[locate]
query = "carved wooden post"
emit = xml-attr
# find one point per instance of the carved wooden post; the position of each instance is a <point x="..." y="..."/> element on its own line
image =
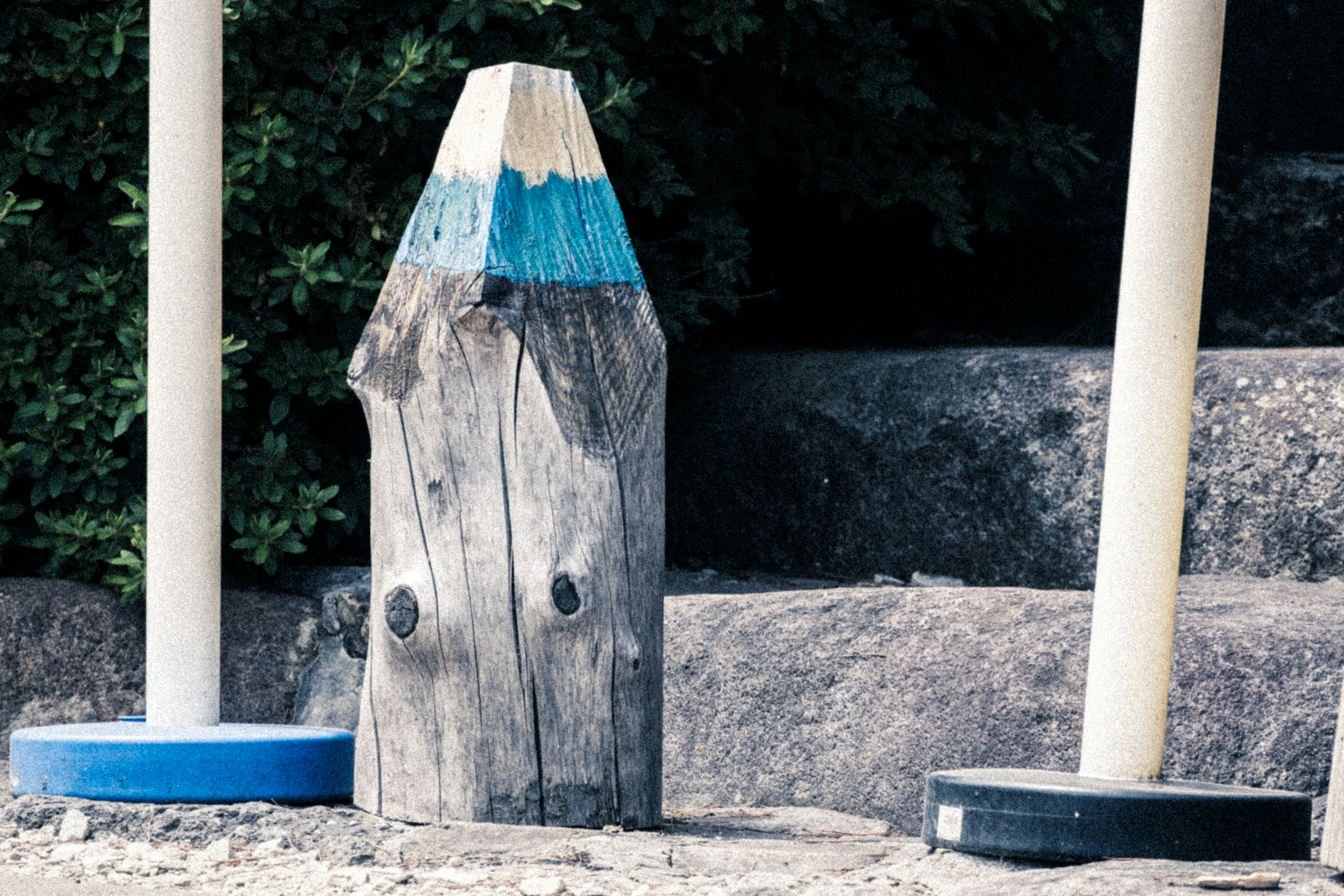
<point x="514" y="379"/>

● ● ● ● ●

STATED EXERCISE:
Rewrite the material above as a Markdown table with the columns Row and Line, giving each line a numbered row. Omit blank lines and leave out the pictures.

RESULT OF THE TASK:
| Row | Line |
|---|---|
| 1 | [locate] |
| 2 | query = "carved wooden post" |
| 3 | emit = xml-attr |
| 4 | # find one point per instance of the carved wooden post; the position of each instance is a <point x="..." y="..."/> element on its own line |
| 5 | image = |
| 6 | <point x="514" y="379"/> |